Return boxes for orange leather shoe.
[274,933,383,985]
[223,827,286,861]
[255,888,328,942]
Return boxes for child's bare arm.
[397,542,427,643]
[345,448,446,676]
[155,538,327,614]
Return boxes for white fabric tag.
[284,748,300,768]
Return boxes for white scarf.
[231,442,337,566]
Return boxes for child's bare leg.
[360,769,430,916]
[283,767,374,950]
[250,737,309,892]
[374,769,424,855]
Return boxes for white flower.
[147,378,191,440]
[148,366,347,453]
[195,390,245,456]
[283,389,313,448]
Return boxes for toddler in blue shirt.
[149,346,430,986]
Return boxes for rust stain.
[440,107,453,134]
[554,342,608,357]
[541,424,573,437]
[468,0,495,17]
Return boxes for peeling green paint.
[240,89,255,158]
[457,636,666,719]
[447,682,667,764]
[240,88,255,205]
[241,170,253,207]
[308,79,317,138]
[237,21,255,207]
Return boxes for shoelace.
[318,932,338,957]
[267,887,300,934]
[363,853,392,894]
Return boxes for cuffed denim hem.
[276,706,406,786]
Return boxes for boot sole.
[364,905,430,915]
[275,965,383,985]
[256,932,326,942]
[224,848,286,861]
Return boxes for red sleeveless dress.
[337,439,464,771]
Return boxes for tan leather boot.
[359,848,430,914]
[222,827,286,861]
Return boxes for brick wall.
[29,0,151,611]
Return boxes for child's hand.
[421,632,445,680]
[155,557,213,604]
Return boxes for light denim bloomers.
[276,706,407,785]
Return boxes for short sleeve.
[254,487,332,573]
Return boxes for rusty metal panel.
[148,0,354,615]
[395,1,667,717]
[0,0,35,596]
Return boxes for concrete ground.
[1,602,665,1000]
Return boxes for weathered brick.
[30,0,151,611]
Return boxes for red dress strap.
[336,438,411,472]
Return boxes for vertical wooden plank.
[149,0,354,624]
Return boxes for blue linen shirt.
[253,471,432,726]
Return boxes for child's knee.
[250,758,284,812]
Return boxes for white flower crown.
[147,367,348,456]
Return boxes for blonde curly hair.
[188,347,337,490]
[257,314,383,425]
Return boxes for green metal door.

● ● ●

Your answer must be the complete listing, repeated exactly.

Return boxes for orange leather shoe.
[274,933,383,985]
[223,827,286,861]
[255,888,328,942]
Return boxes for child's bare arm.
[397,542,427,643]
[345,448,446,676]
[155,538,327,614]
Return boxes for white fabric tag.
[284,748,300,768]
Return boxes for white scarf.
[231,442,337,566]
Return boxes for child's bare leg.
[360,769,430,916]
[283,767,374,950]
[250,737,309,892]
[374,769,424,855]
Return boxes for white flower.
[147,378,191,440]
[148,366,347,453]
[195,390,245,456]
[283,389,313,448]
Return boxes for toddler in blue shirt.
[149,346,430,986]
Return boxes for rust stain.
[440,107,453,134]
[554,342,608,357]
[541,424,573,437]
[468,0,495,17]
Return boxes for peeling green paint.
[240,89,255,158]
[457,636,666,719]
[447,682,667,764]
[240,88,255,205]
[241,170,253,207]
[308,79,317,138]
[237,21,255,207]
Return boxes for shoelace.
[318,932,338,957]
[267,887,300,934]
[363,853,392,894]
Return boxes for cuffed denim hem.
[276,706,406,786]
Return boxes for boot sole.
[364,905,430,915]
[275,965,383,985]
[256,932,326,942]
[224,848,286,861]
Return boxes for red sleeveless dress.
[337,439,464,771]
Return boxes for tan leather boot.
[359,848,430,914]
[222,827,286,861]
Return boxes for brick wall.
[29,0,151,611]
Return boxes for child's hand.
[421,632,445,680]
[155,557,213,604]
Return boxes for light denim bloomers.
[276,706,407,785]
Return boxes for short sleeve.
[254,487,332,573]
Return boxes for rusty metal panel.
[148,0,354,615]
[395,1,667,717]
[0,0,35,596]
Return boxes for concrete ground.
[1,602,665,1000]
Return boxes for weathered brick.
[30,0,151,611]
Return boxes for red dress strap.
[336,438,411,472]
Return boxes for vertical wooden plank.
[149,0,354,624]
Return boxes for blue linen shirt.
[253,471,432,726]
Return boxes for child's knee.
[250,758,284,812]
Return boxes for white flower crown.
[147,367,348,456]
Return boxes for blonde curly hair.
[188,347,337,490]
[257,314,383,425]
Return boxes for green metal door.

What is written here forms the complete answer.